* [ЗАДАНИЯ]:
1 > Ответьте по фрагменту об экранизациях классики на три вопроса:
(а) Кому поэт адресовал стихотворение «Пора, мой друг, пора, покоя сердце просит…»?
(б) По чьему приглашению Евгений и Аркадий отправляются в губернский центр?
(в) В каком году вышел «Идиот» Владимира Бортко?
2 > Перечислите все экранизации Владимира Бортко, названные во фрагменте об экранизациях классики, с годами их создания.

··· ВЫБРАННЫЙ ФРАГМЕНТ

В фильме же Николай Кирсанов совершенно неоправданно для него цитирует пушкинские строки. Это фрагмент неоконченного стихотворения «Пора, мой друг, пора, покоя сердце просит…», адресованного поэтом жене, вряд ли входившего в те собрания его сочинений, с которыми имел дело Кирсанов. Распространенными для цитирования эти строки стали гораздо, может быть даже столетием, позднее и не были знакомы современникам Пушкина и первым следующим за ним поколениям читателей. И уже никак не могли воздействовать своей, почти некрасовской печалью (со всей лирикой поэта 1830-х годов, незнакомой современникам) на мировидение этих поколений.
Читатели помнят, что у Тургенева Евгений и Аркадий отправляются в губернский центр по приглашению родственника Кирсанова по материнской линии Матвея Колязина. Встречаются там с Ситниковым и Кукшиной, посещают бал у губернатора, где им является Анна Сергеевна Одинцова. Авторам экранизации 1984 года этот эпизод предоставляет возможность выстроить образ чиновничьего мира с его искусственностью, отчужденностью от естественной жизни, с его нелепостью и абсурдом. А вот авторы телефильма 2008 года в этом месте прибегают к скороговорке, комкают эпизод. Бал у них дан с намеками то ли на Гоголя, то ли на Чехова, а скорее отдает плохо отрепетированной массовкой, где Одинцова при ее самооценке вряд ли могла появиться. Но дело даже не в этом, а в том, что балу предшествует гораздо более запоминающийся эпизод участия Евгения и Аркадия в забавах «наперсточника», вызывающего у молодых людей прилив нешуточного азарта и напоминающего нам о «лихих 90-х».
Невольно закрадывается мысль о том, что манипуляции новейших экранных толкователей классики с хрестоматийными текстами сродни манипуляциям этих самых наперсточников. В подробностях знакомый (и любимый притом!) текст на наших глазах исчезает, и с ним происходит нечто уму непостижимое. Но мы как завороженные наблюдаем за «монтажным» полетом жеста специалиста и даже аплодируем ему, забыв, что это ведь «ловкость рук — и никакого мошенства», представленным на потеху публики.
Как мы считаем, толчком к появлению одного за другим телесериалов по классической русской литературе стали несколько крепких и по-своему выдающихся экранизаций, созданных Владимиром Бортко: «Собачье сердце» (1988), «Идиот» (2003), «Мастер и Маргарита» (2005).
Особой победой здесь выглядела телеверсия знаменитого романа Ф. М. Достоевского, давшая неожиданно высокий рейтинг, вплоть до того, что на книжном рынке даже отмечался повышенный спрос на соответствующий роман классика. В своем месте мы обратимся к рассмотрению экранизаций Достоевского с точки зрения мировоззренческого диалога разных эпох. Здесь же хочется только подчеркнуть, что профессионально и добротно выполненная Владимиром Бортко телеверсия «Идиота» могла рассматриваться как адаптация сложного классического текста к потребностям массовой зрительской аудитории (возможно, с просветительской целью), но не как самостоятельное оригинальное высказывание в том, что мы назвали мировоззренческим диалогом эпох.

······
··· ИСХОДНЫЕ ДАННЫЕ

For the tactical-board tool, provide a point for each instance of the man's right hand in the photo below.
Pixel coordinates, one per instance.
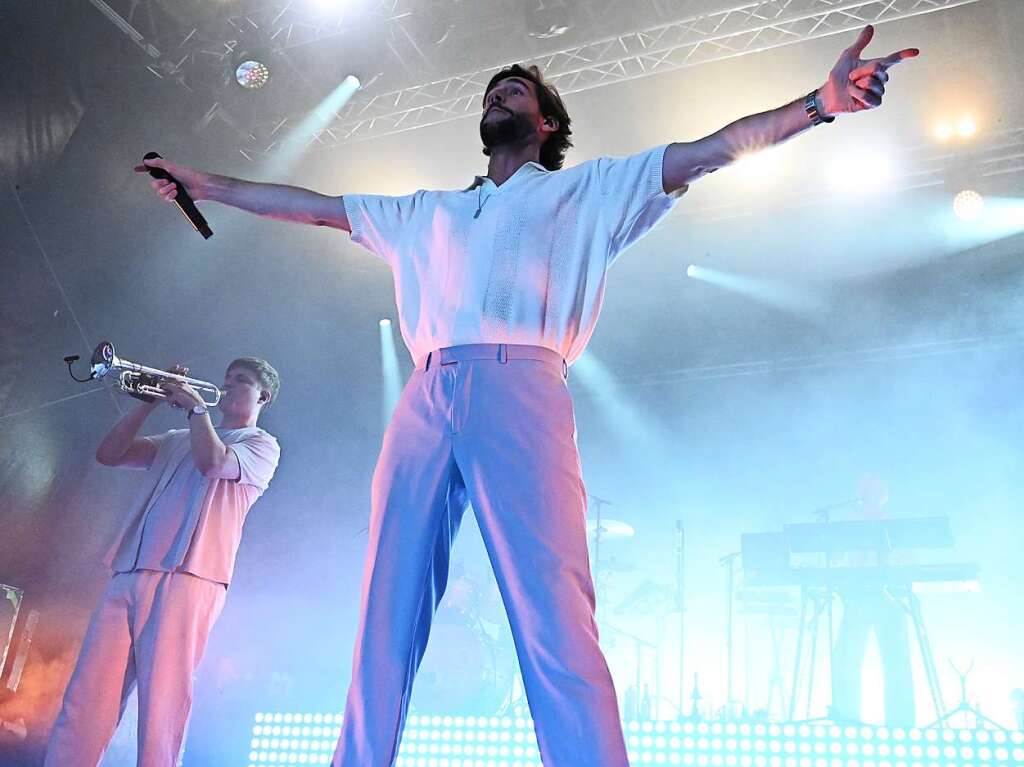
(194, 180)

······

* [ОТВЕТЫ]:
1 >
(а) Жене.
(б) По приглашению Матвея Колязина, родственника Кирсанова по материнской линии.
(в) В 2003 году.

2 >
«Собачье сердце» (1988)
«Идиот» (2003)
«Мастер и Маргарита» (2005)